* Begin Material for this exercise *

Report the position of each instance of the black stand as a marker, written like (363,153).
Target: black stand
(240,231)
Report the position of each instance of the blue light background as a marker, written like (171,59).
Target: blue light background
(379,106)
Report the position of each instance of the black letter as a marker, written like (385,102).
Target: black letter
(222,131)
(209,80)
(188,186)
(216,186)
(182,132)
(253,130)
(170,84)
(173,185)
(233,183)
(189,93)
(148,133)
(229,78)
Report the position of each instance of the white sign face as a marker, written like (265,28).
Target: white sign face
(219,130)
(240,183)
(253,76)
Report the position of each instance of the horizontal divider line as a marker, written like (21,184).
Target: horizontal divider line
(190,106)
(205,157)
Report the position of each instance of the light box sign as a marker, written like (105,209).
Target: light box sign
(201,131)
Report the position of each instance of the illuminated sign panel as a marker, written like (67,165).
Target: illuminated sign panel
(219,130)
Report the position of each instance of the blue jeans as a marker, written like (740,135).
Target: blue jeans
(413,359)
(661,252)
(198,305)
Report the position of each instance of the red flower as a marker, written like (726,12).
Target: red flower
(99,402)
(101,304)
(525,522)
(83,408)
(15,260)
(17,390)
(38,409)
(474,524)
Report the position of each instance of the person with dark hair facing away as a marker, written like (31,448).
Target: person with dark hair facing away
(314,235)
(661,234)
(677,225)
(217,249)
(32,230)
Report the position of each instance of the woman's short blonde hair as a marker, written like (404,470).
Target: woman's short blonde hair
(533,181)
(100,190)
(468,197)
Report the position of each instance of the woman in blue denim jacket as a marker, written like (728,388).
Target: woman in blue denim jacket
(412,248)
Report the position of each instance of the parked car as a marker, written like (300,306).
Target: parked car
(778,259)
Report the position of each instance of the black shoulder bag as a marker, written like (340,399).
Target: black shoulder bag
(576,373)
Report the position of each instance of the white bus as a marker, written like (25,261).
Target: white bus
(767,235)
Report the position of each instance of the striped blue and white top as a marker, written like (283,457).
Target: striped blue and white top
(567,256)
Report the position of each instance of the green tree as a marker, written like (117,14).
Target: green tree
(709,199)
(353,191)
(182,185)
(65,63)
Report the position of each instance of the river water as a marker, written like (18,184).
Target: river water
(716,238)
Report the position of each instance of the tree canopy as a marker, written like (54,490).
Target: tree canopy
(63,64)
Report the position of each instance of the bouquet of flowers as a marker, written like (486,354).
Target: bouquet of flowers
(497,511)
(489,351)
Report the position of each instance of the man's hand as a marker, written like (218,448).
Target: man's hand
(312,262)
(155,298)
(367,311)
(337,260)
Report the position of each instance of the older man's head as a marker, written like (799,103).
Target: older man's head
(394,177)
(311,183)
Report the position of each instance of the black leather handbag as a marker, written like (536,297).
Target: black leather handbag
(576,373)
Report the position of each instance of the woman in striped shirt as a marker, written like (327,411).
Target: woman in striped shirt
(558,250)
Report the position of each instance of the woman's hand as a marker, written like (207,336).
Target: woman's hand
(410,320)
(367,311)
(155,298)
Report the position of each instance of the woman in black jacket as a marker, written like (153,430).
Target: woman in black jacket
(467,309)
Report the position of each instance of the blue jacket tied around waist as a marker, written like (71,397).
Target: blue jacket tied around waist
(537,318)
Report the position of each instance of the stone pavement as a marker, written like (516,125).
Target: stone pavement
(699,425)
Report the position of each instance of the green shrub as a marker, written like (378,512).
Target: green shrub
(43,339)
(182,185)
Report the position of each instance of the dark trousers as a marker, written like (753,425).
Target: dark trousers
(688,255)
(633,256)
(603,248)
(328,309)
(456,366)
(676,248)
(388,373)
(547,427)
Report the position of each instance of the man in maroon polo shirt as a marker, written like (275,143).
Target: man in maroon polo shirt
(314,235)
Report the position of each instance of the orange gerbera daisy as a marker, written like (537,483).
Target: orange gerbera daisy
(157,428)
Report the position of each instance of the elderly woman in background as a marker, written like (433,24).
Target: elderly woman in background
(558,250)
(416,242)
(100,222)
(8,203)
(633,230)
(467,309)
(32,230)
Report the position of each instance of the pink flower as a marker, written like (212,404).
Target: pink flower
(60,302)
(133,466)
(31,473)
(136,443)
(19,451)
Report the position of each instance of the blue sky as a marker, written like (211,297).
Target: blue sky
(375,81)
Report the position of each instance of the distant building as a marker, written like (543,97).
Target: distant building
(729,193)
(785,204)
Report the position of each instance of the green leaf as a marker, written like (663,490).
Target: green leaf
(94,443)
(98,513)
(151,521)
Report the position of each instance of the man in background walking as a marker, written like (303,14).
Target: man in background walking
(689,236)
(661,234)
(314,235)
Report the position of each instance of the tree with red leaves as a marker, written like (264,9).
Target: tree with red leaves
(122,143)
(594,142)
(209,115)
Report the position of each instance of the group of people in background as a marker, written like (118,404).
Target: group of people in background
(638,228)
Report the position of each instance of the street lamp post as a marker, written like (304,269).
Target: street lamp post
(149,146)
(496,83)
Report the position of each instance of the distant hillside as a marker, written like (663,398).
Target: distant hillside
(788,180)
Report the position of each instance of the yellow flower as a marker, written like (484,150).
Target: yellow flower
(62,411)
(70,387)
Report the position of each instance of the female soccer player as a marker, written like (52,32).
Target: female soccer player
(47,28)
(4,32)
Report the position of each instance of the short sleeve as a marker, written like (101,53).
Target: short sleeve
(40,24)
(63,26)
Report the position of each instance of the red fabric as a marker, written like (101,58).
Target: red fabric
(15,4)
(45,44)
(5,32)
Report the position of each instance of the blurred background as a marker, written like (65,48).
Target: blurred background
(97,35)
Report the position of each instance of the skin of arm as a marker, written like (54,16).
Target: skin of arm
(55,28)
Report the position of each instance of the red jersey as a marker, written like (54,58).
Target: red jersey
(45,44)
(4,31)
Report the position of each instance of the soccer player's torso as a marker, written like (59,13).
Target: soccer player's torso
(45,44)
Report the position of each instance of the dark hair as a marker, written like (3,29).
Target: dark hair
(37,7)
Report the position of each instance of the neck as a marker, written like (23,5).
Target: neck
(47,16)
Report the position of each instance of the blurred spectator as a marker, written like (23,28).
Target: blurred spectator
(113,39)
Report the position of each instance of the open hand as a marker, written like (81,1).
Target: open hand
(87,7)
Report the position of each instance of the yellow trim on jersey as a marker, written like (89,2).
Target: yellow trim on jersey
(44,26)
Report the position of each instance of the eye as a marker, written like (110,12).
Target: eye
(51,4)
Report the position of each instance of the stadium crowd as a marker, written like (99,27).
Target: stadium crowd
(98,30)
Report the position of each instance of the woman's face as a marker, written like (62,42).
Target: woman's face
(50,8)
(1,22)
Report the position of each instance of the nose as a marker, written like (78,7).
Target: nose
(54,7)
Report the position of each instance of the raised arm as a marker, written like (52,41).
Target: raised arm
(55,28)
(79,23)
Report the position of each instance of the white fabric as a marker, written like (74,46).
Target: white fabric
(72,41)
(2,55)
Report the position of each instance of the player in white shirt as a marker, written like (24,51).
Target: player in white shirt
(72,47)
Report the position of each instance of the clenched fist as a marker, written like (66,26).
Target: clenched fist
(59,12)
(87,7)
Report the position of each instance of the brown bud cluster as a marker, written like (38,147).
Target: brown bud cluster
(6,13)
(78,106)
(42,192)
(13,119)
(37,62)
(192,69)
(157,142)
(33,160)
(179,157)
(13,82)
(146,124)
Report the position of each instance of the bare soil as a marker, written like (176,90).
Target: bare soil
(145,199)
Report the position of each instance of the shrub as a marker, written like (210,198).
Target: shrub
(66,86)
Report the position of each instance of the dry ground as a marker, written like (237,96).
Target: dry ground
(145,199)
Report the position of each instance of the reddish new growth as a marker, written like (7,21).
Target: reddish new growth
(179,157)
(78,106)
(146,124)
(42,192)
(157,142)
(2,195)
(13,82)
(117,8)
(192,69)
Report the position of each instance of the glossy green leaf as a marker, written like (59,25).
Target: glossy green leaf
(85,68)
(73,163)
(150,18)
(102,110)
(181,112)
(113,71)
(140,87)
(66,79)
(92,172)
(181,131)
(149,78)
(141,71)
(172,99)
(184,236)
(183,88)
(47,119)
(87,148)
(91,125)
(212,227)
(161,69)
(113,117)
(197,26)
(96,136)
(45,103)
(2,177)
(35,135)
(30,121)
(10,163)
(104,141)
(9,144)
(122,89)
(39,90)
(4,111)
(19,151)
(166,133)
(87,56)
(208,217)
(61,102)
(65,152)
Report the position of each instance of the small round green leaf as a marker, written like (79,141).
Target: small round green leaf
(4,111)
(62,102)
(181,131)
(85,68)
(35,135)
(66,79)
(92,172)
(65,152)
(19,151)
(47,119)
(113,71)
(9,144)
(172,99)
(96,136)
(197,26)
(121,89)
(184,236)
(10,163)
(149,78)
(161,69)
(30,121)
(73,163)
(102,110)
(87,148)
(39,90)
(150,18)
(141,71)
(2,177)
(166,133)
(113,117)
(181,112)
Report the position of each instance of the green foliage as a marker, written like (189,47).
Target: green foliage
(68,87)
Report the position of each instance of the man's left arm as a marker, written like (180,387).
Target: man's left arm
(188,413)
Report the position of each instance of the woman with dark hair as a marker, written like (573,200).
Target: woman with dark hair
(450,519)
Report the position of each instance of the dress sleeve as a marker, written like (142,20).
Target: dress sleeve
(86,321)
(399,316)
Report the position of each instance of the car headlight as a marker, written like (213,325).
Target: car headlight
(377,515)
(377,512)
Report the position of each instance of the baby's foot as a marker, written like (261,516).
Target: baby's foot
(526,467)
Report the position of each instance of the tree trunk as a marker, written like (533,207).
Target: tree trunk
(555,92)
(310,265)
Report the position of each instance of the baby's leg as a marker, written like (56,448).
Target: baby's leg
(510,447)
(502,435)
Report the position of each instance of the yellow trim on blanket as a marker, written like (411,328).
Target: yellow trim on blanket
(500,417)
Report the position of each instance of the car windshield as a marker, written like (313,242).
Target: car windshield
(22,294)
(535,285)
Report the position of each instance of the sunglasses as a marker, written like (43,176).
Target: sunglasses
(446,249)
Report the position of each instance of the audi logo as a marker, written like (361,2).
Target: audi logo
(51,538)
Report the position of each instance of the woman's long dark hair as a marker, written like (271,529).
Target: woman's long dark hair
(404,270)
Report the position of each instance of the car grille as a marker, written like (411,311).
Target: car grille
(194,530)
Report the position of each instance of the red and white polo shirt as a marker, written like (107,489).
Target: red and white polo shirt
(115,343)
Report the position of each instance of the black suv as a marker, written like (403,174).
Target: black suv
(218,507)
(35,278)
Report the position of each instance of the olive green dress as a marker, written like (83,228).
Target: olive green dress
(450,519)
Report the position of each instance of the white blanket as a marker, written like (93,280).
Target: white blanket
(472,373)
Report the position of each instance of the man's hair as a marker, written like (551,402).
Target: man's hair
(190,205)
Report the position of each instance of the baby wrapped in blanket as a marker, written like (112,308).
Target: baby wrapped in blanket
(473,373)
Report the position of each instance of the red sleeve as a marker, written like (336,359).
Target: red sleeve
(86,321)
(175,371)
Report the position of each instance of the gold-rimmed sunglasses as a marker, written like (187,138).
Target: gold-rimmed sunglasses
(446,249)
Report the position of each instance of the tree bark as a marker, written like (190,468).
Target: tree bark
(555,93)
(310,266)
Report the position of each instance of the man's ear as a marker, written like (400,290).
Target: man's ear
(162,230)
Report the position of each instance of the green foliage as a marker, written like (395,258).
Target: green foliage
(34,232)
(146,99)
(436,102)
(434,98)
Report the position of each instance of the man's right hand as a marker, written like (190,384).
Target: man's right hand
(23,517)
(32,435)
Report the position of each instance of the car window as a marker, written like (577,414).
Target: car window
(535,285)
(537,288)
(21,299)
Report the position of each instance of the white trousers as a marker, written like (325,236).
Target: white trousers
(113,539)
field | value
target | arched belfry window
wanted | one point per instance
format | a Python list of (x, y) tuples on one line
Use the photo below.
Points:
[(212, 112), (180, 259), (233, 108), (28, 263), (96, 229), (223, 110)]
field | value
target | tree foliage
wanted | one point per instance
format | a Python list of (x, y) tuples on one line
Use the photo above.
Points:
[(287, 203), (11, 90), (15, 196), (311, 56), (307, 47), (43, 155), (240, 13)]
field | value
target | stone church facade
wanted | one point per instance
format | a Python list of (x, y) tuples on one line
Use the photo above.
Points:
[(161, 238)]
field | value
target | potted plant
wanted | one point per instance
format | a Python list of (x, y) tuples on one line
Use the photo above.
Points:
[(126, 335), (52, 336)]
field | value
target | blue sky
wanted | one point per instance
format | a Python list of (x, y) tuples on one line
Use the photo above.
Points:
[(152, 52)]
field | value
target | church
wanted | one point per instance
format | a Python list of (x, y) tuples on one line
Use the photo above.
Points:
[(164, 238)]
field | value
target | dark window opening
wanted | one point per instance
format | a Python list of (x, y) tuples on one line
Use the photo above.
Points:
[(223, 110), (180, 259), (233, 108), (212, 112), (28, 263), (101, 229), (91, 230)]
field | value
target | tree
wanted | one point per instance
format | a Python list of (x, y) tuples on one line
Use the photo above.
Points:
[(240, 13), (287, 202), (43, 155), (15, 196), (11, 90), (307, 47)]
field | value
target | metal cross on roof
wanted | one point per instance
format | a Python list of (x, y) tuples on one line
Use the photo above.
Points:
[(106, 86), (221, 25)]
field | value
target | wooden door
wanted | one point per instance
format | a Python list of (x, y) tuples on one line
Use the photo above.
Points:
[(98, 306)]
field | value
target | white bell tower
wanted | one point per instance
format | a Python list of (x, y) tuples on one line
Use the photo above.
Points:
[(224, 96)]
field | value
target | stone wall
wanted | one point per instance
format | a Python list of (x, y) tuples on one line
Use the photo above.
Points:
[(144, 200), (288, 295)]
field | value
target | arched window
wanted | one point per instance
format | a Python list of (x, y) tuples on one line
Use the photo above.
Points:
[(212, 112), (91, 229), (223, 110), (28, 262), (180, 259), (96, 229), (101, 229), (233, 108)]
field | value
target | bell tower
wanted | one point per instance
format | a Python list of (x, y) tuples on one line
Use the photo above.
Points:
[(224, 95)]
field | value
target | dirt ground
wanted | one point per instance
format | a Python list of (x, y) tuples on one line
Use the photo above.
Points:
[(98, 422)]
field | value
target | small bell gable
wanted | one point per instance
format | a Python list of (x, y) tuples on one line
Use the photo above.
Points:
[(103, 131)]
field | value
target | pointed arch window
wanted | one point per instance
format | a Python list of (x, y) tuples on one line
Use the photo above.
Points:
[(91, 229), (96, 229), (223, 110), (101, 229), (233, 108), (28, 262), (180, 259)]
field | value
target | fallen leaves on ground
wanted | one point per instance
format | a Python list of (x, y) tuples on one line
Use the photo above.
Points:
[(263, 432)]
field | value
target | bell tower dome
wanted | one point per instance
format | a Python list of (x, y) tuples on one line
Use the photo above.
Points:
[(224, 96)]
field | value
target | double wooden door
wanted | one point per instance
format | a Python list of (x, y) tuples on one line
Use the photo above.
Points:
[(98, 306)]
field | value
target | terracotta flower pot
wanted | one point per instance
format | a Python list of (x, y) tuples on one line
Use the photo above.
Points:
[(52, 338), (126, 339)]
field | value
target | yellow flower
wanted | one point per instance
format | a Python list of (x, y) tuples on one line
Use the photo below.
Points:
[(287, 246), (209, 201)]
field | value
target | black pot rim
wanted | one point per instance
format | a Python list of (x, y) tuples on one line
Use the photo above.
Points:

* End Material for this exercise *

**The problem**: Extract every line of the entries above that contains the word "left", matching case exactly.

**Solution below**:
Report the position of each instance of the man's left arm as a marker, written like (180,387).
Target: man's left arm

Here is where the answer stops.